- [DOCUMENT PASSAGE]:
Fault Lines explores the causes of the financial crisis of 2007-2009. Raghuram Rajan is an accomplished political economist. He currently serves as Governor of the Reserve Bank of India – the chief executive of India’s central bank (something like the Janet Yellen of India). He is on leave from his position as Professor of Finance at the University of Chicago, Booth School of Business. He was Chief Economist of the International Monetary Fund from 2003-2006.
As the title suggests, Rajan argues that a small number of severe systemic misalignments or fault lines collectively account for the crisis. Some of these misalignments are specific to the US, and some apply to economic relations among countries. Specifically, he links the growing perception of economic inequality in the US to politically encouraged easier credit for consumers. He draws a straight line between “too big to fail” and the immoderate risk-taking by US banks prior to the crisis. Finally, the export focus of some countries and the consumer focus of others engender the close connections that allowed a US financial crisis to infect the entire economic world.
Fault Lines offers a very broad perspective on the interactions between politics and economics. The book is not at all mathematically technical (there are no equations, and few numbers), but it is fairly dense. As you begin, you may agree with Alice, “What is the use of a book without pictures or conversations?”1
However, I suspect that you will find that the book repays your reading effort. Rajan provides a rich description of the forces that led to the crisis. You may gain a better-informed perspective on much of the news emanating from New York and Washington. And “surface” political rhetoric may come to seem far more penetrable.
In short, Fault Lines is a compelling story of the financial crisis. Readers will never see the world quite the same way again.

- [DATA EXTRACT]:
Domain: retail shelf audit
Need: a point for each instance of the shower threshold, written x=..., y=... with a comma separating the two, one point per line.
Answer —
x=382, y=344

- [EXERCISE TASKS]:
1. According to the Fault Lines review, what position did Raghuram Rajan hold at the International Monetary Fund from 2003-2006?
2. How would you translate this sentence from the Fault Lines review into Spanish: "Rajan provides a rich description of the forces that led to the crisis."
3. Which positions does the Fault Lines review say Raghuram Rajan holds or has held? List them all.

- [EXPECTED RESPONSES]:
1. Chief Economist

2. Rajan ofrece una rica descripción de las fuerzas que condujeron a la crisis.

3.
- Governor of the Reserve Bank of India
- Professor of Finance at the University of Chicago, Booth School of Business
- Chief Economist of the International Monetary Fund